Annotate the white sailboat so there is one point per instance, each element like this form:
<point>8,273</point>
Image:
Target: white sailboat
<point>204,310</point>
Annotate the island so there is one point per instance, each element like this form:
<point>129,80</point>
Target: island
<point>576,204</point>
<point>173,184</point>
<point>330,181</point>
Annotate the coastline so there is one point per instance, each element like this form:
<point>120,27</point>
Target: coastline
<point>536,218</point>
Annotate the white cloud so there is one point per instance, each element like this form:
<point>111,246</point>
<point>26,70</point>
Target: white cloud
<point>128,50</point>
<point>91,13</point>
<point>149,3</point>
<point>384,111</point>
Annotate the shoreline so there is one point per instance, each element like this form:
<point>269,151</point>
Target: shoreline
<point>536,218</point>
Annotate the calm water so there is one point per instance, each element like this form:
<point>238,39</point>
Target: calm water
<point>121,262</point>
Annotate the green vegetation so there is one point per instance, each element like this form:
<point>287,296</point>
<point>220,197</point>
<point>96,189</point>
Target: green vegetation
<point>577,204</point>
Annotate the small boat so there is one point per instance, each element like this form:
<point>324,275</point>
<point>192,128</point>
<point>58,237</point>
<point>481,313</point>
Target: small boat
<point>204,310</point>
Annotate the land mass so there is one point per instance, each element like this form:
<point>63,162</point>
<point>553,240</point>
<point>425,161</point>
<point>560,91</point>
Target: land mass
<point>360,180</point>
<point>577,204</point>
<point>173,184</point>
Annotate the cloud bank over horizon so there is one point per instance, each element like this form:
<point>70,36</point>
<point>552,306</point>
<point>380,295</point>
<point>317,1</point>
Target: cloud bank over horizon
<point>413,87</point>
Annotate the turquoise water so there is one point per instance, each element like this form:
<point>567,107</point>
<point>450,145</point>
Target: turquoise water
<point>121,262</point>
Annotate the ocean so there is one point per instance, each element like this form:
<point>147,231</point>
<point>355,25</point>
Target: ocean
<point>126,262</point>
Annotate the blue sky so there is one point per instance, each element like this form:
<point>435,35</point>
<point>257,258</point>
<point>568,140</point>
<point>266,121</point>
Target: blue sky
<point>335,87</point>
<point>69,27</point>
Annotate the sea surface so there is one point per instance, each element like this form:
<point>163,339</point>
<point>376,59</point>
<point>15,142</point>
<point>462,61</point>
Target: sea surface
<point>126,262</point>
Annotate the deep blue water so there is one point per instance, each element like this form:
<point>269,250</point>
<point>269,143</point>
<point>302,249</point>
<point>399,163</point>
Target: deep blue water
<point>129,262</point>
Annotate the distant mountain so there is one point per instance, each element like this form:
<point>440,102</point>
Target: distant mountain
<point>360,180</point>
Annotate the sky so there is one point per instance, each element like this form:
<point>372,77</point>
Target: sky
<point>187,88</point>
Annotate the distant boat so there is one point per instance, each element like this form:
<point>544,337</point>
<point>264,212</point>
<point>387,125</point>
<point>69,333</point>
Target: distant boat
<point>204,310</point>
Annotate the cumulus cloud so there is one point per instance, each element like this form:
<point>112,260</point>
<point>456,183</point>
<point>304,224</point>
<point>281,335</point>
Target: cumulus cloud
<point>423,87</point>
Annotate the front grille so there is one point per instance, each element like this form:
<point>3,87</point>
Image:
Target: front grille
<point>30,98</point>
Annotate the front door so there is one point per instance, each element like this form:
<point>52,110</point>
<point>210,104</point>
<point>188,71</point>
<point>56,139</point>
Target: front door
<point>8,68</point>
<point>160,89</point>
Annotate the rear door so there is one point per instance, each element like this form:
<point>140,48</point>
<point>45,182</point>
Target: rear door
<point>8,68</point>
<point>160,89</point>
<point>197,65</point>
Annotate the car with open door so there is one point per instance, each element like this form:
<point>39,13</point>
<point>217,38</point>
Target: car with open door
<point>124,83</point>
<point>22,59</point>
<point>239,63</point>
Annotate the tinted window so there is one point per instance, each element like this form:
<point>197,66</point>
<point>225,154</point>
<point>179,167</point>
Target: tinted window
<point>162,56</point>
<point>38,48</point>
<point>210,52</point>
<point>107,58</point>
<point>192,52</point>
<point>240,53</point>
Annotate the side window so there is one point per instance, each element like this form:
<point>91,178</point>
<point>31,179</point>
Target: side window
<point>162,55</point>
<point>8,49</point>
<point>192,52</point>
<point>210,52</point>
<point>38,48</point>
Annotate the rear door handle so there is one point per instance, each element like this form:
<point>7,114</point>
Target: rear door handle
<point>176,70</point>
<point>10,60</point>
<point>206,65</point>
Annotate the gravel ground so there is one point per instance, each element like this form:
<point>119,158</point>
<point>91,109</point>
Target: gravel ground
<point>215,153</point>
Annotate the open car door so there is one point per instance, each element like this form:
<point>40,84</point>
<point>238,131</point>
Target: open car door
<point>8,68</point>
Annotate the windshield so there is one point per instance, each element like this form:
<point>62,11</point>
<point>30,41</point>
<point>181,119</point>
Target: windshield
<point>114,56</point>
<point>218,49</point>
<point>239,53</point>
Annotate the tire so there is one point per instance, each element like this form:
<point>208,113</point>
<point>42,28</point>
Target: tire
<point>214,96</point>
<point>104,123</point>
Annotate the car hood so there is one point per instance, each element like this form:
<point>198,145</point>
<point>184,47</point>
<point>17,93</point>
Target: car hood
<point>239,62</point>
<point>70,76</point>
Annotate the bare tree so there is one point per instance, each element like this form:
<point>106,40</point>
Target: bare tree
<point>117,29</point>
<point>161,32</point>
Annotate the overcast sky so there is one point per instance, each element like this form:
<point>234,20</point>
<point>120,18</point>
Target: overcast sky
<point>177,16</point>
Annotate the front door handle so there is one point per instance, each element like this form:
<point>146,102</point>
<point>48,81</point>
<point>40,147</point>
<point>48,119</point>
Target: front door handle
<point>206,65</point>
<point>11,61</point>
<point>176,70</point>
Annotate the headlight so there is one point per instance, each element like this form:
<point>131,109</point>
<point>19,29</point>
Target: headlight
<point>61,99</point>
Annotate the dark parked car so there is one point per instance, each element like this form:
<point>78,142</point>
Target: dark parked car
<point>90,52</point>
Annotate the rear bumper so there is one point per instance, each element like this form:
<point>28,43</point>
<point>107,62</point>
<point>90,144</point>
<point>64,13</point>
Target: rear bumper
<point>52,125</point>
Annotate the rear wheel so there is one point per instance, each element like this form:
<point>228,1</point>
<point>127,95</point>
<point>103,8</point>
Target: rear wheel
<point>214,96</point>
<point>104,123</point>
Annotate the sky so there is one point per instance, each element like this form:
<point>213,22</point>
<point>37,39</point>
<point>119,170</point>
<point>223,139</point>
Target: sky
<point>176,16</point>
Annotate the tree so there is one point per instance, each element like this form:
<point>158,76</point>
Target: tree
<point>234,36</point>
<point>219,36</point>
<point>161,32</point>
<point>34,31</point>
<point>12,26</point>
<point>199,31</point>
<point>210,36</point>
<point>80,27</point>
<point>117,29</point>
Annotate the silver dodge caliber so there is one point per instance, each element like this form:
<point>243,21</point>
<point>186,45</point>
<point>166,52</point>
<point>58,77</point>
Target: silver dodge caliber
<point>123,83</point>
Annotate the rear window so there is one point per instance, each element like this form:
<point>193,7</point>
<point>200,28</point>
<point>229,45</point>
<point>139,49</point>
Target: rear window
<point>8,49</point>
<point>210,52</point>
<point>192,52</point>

- - - -

*SHORT TASK*
Copy out every row above word for word, from the first to the last.

*PROBLEM SOLUTION*
Annotate the white sailboat so there is one point per instance, each element like this form:
<point>8,273</point>
Image:
Target: white sailboat
<point>204,310</point>
Annotate the island so there is one point per instance, each element like this form:
<point>129,80</point>
Target: island
<point>576,204</point>
<point>173,184</point>
<point>330,181</point>
Annotate the coastline so there is one point per instance, each element like this form:
<point>120,27</point>
Target: coastline
<point>536,218</point>
Annotate the white cloud so there is one point per instance, each element like this form:
<point>111,246</point>
<point>26,70</point>
Target: white cloud
<point>128,50</point>
<point>91,13</point>
<point>149,3</point>
<point>384,111</point>
Annotate the shoreline so there is one point per instance, each element like this form:
<point>269,151</point>
Target: shoreline
<point>536,218</point>
Annotate the calm water so there is one point per instance, each element like this form:
<point>238,39</point>
Target: calm water
<point>121,262</point>
Annotate the green vegetation so there is one point per instance, each element like this form:
<point>287,296</point>
<point>220,197</point>
<point>96,189</point>
Target: green vegetation
<point>577,204</point>
Annotate the small boat so there is one point per instance, each element like this form:
<point>324,275</point>
<point>192,128</point>
<point>58,237</point>
<point>481,313</point>
Target: small boat
<point>204,310</point>
Annotate the land mass so there is one point per instance, each element like this form:
<point>63,162</point>
<point>553,240</point>
<point>425,161</point>
<point>560,91</point>
Target: land mass
<point>360,180</point>
<point>577,204</point>
<point>173,184</point>
Annotate the cloud bank over horizon so there is one point per instance, each element like this form:
<point>70,36</point>
<point>552,306</point>
<point>380,295</point>
<point>317,1</point>
Target: cloud bank over horizon
<point>413,87</point>
Annotate the turquoise water so there is one point per instance, each element like this form:
<point>567,107</point>
<point>450,145</point>
Target: turquoise water
<point>121,262</point>
Annotate the ocean so there is one point per instance, each element like this form:
<point>147,231</point>
<point>355,25</point>
Target: ocean
<point>126,262</point>
Annotate the blue sky so there is one point per instance, each element like this form:
<point>435,35</point>
<point>257,258</point>
<point>568,140</point>
<point>266,121</point>
Target: blue sky
<point>335,87</point>
<point>69,27</point>
Annotate the sea surface so there is one point per instance, each element like this form:
<point>163,339</point>
<point>376,59</point>
<point>15,142</point>
<point>462,61</point>
Target: sea surface
<point>126,262</point>
Annotate the deep blue water so there is one point per instance, each element like this form:
<point>269,250</point>
<point>269,143</point>
<point>302,249</point>
<point>399,163</point>
Target: deep blue water
<point>129,262</point>
Annotate the distant mountain so there is one point per instance, each element like this form:
<point>440,102</point>
Target: distant mountain
<point>360,180</point>
Annotate the sky so there is one point per instance, each element like this form:
<point>372,77</point>
Target: sky
<point>187,88</point>
Annotate the distant boat so there is one point per instance, each element like this form:
<point>544,337</point>
<point>264,212</point>
<point>387,125</point>
<point>69,333</point>
Target: distant boat
<point>204,310</point>
Annotate the cumulus cloud so there is one point per instance, each element like this form:
<point>112,260</point>
<point>456,183</point>
<point>304,224</point>
<point>281,335</point>
Target: cumulus cloud
<point>423,87</point>
Annotate the front grille so there is one point per instance, each element like this form:
<point>3,87</point>
Image:
Target: front grille
<point>30,98</point>
Annotate the front door so there is one point per instance, each element like this form:
<point>52,110</point>
<point>210,104</point>
<point>188,71</point>
<point>56,139</point>
Target: front door
<point>8,68</point>
<point>160,89</point>
Annotate the rear door so there is one point per instance, each element like this form:
<point>140,48</point>
<point>45,182</point>
Target: rear door
<point>8,68</point>
<point>160,89</point>
<point>197,65</point>
Annotate the car with open door so there is one point per instance, each element like this form:
<point>39,13</point>
<point>217,38</point>
Target: car with open door
<point>124,83</point>
<point>22,59</point>
<point>239,63</point>
Annotate the tinted window so there is one point per instance, each element like this form:
<point>197,66</point>
<point>225,154</point>
<point>179,167</point>
Target: tinted window
<point>162,56</point>
<point>38,48</point>
<point>210,52</point>
<point>107,58</point>
<point>192,52</point>
<point>240,53</point>
Annotate the side window so there is one point per instance, each element like this form:
<point>91,178</point>
<point>31,179</point>
Target: side window
<point>162,55</point>
<point>8,49</point>
<point>192,52</point>
<point>210,52</point>
<point>38,48</point>
Annotate the rear door handle so there is one point per instance, each element like this form:
<point>7,114</point>
Target: rear door handle
<point>176,70</point>
<point>10,60</point>
<point>206,65</point>
Annotate the gravel ground so there is one point per instance, each element like this form:
<point>119,158</point>
<point>91,109</point>
Target: gravel ground
<point>215,153</point>
Annotate the open car door so there is one point per instance, each element like this form:
<point>40,84</point>
<point>238,131</point>
Target: open car door
<point>8,68</point>
Annotate the windshield so there is one point per instance, each element like this form:
<point>62,11</point>
<point>30,41</point>
<point>181,119</point>
Target: windshield
<point>114,56</point>
<point>218,49</point>
<point>239,53</point>
Annotate the tire so there is one point per instance, each element like this form:
<point>208,113</point>
<point>42,28</point>
Target: tire
<point>214,96</point>
<point>104,123</point>
Annotate the car hood so there is one point per instance, each element like this form:
<point>198,145</point>
<point>184,47</point>
<point>17,93</point>
Target: car hood
<point>239,62</point>
<point>70,76</point>
Annotate the bare tree so there is one point per instance, each element like this form:
<point>106,40</point>
Target: bare tree
<point>117,29</point>
<point>161,32</point>
Annotate the overcast sky so there is one point per instance, each element like this form:
<point>234,20</point>
<point>120,18</point>
Target: overcast sky
<point>177,16</point>
Annotate the front door handle so there is one point per instance, each element like this form:
<point>146,102</point>
<point>48,81</point>
<point>40,147</point>
<point>48,119</point>
Target: front door handle
<point>206,65</point>
<point>11,61</point>
<point>176,70</point>
Annotate the headlight so there is one point per instance, each element like this form:
<point>131,109</point>
<point>19,29</point>
Target: headlight
<point>61,99</point>
Annotate the dark parked car so there is one point per instance, each element like this form:
<point>78,142</point>
Target: dark parked car
<point>90,52</point>
Annotate the rear bumper so there is one point per instance, each element like this form:
<point>28,43</point>
<point>107,62</point>
<point>90,144</point>
<point>64,13</point>
Target: rear bumper
<point>52,125</point>
Annotate the rear wheel so there is one point per instance, each element like this form:
<point>228,1</point>
<point>127,95</point>
<point>103,8</point>
Target: rear wheel
<point>214,96</point>
<point>104,123</point>
Annotate the sky so there is one point per instance, each element like this form:
<point>213,22</point>
<point>37,39</point>
<point>119,170</point>
<point>223,139</point>
Target: sky
<point>176,16</point>
Annotate the tree so there is one point per instance, each element like this form:
<point>158,76</point>
Target: tree
<point>234,36</point>
<point>219,36</point>
<point>161,32</point>
<point>34,31</point>
<point>12,26</point>
<point>199,31</point>
<point>210,36</point>
<point>80,27</point>
<point>117,29</point>
Annotate the silver dodge caliber so there is one point per instance, each element like this form:
<point>243,21</point>
<point>186,45</point>
<point>166,52</point>
<point>58,77</point>
Target: silver dodge caliber
<point>123,83</point>
Annotate the rear window so there is one point per instance, each element like this form:
<point>193,7</point>
<point>200,28</point>
<point>229,45</point>
<point>139,49</point>
Target: rear window
<point>8,49</point>
<point>210,52</point>
<point>192,52</point>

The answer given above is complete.